Work to complete:
Every record must be copied exactly, from first line to last.

Dataset:
━━━━━━━━
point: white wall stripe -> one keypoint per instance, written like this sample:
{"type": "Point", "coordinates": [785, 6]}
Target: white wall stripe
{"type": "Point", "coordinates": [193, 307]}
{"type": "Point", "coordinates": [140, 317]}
━━━━━━━━
Answer to this exercise:
point: white wall stripe -> one keypoint per instance, written like this sample:
{"type": "Point", "coordinates": [785, 6]}
Target: white wall stripe
{"type": "Point", "coordinates": [193, 307]}
{"type": "Point", "coordinates": [140, 317]}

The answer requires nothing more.